**WORK REQUEST:** Please turn the lines below into a numbered list, leaving out any blank lines.

(DATA SUPPLIED Opens)

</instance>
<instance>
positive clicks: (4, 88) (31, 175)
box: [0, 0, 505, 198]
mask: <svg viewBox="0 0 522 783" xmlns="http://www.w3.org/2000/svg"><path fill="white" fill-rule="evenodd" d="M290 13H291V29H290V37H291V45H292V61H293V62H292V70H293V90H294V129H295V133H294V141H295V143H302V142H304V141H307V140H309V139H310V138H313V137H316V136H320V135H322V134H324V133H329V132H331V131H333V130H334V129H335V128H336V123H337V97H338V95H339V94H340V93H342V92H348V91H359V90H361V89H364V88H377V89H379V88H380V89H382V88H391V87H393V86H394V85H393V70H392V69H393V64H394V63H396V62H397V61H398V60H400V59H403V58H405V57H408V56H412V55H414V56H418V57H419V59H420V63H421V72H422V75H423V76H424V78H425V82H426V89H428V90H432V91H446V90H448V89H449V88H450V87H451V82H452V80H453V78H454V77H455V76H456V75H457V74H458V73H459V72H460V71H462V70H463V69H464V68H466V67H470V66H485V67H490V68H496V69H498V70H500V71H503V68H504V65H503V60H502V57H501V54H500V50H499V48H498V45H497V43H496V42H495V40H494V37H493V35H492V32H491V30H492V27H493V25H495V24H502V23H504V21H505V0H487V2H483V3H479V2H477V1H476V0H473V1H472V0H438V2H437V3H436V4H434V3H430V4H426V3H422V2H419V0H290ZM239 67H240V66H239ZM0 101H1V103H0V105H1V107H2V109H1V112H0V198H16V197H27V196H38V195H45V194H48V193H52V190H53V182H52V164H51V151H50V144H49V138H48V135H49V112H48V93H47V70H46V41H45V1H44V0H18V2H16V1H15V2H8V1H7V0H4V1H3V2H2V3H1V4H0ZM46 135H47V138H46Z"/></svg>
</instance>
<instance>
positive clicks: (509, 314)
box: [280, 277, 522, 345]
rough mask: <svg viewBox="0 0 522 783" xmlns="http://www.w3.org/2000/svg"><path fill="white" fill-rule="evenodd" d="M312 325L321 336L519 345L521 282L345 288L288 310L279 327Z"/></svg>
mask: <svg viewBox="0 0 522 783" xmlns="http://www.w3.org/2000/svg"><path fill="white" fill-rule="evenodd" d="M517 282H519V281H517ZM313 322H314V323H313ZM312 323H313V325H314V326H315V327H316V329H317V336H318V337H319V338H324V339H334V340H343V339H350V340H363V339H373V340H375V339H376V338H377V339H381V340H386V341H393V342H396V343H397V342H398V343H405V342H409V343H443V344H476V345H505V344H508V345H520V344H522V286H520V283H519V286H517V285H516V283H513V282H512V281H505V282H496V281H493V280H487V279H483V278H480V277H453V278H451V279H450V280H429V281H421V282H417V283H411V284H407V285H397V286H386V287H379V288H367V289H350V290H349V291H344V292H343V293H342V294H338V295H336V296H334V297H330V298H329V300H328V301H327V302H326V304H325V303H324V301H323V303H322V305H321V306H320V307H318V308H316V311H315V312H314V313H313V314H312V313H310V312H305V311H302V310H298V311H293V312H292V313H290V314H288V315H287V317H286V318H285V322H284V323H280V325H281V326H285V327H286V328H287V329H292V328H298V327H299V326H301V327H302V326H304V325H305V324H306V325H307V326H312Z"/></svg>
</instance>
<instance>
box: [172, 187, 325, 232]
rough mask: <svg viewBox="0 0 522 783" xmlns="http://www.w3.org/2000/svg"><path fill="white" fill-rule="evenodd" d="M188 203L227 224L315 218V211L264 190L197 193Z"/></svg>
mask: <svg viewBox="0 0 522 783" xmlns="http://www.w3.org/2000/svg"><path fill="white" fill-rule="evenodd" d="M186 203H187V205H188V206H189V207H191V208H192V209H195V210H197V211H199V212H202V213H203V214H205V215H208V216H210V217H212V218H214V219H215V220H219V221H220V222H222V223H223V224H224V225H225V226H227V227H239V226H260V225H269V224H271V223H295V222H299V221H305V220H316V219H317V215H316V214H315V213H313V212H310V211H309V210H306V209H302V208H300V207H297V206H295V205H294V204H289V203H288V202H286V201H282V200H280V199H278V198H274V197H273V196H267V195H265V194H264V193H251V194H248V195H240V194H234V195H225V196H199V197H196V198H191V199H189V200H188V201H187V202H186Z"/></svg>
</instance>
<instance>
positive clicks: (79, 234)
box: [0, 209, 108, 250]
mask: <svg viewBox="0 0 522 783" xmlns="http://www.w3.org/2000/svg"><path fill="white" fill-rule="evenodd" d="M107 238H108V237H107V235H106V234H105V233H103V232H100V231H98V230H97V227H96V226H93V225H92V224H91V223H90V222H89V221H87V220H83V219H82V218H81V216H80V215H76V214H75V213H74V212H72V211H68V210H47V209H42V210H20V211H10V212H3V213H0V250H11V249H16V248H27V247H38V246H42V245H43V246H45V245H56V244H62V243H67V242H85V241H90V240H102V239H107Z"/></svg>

(DATA SUPPLIED Closes)

**RESULT:**
1. </instance>
2. <instance>
3. positive clicks: (4, 88) (31, 175)
4. box: [0, 0, 505, 198]
5. mask: <svg viewBox="0 0 522 783" xmlns="http://www.w3.org/2000/svg"><path fill="white" fill-rule="evenodd" d="M290 13H291V29H290V37H291V45H292V61H293V62H292V70H293V90H294V129H295V133H294V141H295V143H302V142H304V141H307V140H309V139H310V138H313V137H316V136H320V135H322V134H324V133H329V132H331V131H333V130H334V129H335V128H336V123H337V97H338V95H339V94H340V93H342V92H348V91H359V90H361V89H364V88H377V89H379V88H380V89H382V88H391V87H393V86H394V85H393V70H392V69H393V64H394V63H396V62H397V61H398V60H400V59H403V58H405V57H408V56H412V55H414V56H418V57H419V59H420V63H421V72H422V75H423V76H424V78H425V82H426V89H428V90H432V91H446V90H448V89H449V88H450V87H451V82H452V80H453V78H454V77H455V76H456V75H457V74H458V73H459V72H460V71H462V70H463V69H464V68H466V67H470V66H485V67H490V68H496V69H498V70H500V71H503V68H504V65H503V60H502V57H501V54H500V50H499V48H498V45H497V43H496V42H495V40H494V37H493V35H492V32H491V30H492V27H493V25H495V24H502V23H504V21H505V0H487V2H483V3H479V2H477V1H476V0H473V1H472V0H438V2H437V3H436V4H434V3H430V4H426V3H422V2H419V0H290ZM239 67H240V66H239ZM0 101H1V103H0V105H1V107H2V109H1V112H0V198H16V197H27V196H38V195H45V194H48V193H52V190H53V182H52V164H51V151H50V144H49V138H48V135H49V112H48V93H47V70H46V41H45V1H44V0H18V2H16V1H15V2H8V1H7V0H4V1H3V2H2V3H1V4H0ZM46 135H47V138H46Z"/></svg>
6. </instance>
7. <instance>
8. positive clicks: (509, 314)
9. box: [280, 277, 522, 345]
10. rough mask: <svg viewBox="0 0 522 783" xmlns="http://www.w3.org/2000/svg"><path fill="white" fill-rule="evenodd" d="M312 325L321 336L519 345L521 282L345 288L288 310L279 327Z"/></svg>
11. mask: <svg viewBox="0 0 522 783" xmlns="http://www.w3.org/2000/svg"><path fill="white" fill-rule="evenodd" d="M517 282H519V281H517ZM313 322H314V323H313ZM312 323H313V325H314V326H315V327H316V329H317V336H318V337H319V338H324V339H334V340H343V339H350V340H363V339H373V340H375V339H376V338H377V339H381V340H386V341H393V342H396V343H397V342H398V343H405V342H409V343H443V344H476V345H505V344H508V345H520V344H522V286H520V283H519V286H517V285H516V283H513V282H512V281H505V282H496V281H493V280H487V279H483V278H480V277H453V278H451V279H450V280H429V281H421V282H417V283H411V284H407V285H397V286H386V287H379V288H367V289H350V290H349V291H344V292H343V293H342V294H338V295H336V296H334V297H330V298H329V300H328V301H327V302H326V304H325V303H324V301H323V303H322V305H321V306H320V307H318V308H316V311H315V312H314V313H313V314H312V313H310V312H305V311H302V310H298V311H293V312H292V313H290V314H288V315H287V317H286V318H285V322H284V323H280V325H281V326H285V327H286V328H287V329H292V328H298V327H299V326H301V327H302V326H304V325H305V324H306V325H307V326H312Z"/></svg>
12. </instance>
13. <instance>
14. box: [172, 187, 325, 232]
15. rough mask: <svg viewBox="0 0 522 783" xmlns="http://www.w3.org/2000/svg"><path fill="white" fill-rule="evenodd" d="M188 203L227 224L315 218V211L264 190L197 193Z"/></svg>
16. mask: <svg viewBox="0 0 522 783" xmlns="http://www.w3.org/2000/svg"><path fill="white" fill-rule="evenodd" d="M186 203H187V205H188V206H189V207H191V208H192V209H195V210H197V211H199V212H202V213H203V214H205V215H208V216H210V217H212V218H214V219H215V220H219V221H220V222H222V223H223V224H224V225H225V226H227V227H239V226H260V225H269V224H271V223H295V222H299V221H305V220H316V219H317V215H316V214H315V213H313V212H310V211H309V210H306V209H302V208H300V207H297V206H295V205H294V204H289V203H288V202H286V201H282V200H280V199H278V198H274V197H273V196H267V195H265V194H264V193H251V194H248V195H240V194H234V195H225V196H199V197H196V198H191V199H189V200H188V201H187V202H186Z"/></svg>
17. </instance>
18. <instance>
19. positive clicks: (79, 234)
20. box: [0, 209, 108, 250]
21. mask: <svg viewBox="0 0 522 783" xmlns="http://www.w3.org/2000/svg"><path fill="white" fill-rule="evenodd" d="M107 238H108V237H107V235H106V234H105V233H103V232H100V231H98V230H97V227H96V226H93V225H92V224H91V223H90V222H89V221H87V220H83V219H82V218H81V216H80V215H76V214H75V213H74V212H72V211H68V210H47V209H42V210H20V211H10V212H3V213H0V250H11V249H16V248H27V247H38V246H42V245H43V246H45V245H56V244H62V243H67V242H85V241H90V240H102V239H107Z"/></svg>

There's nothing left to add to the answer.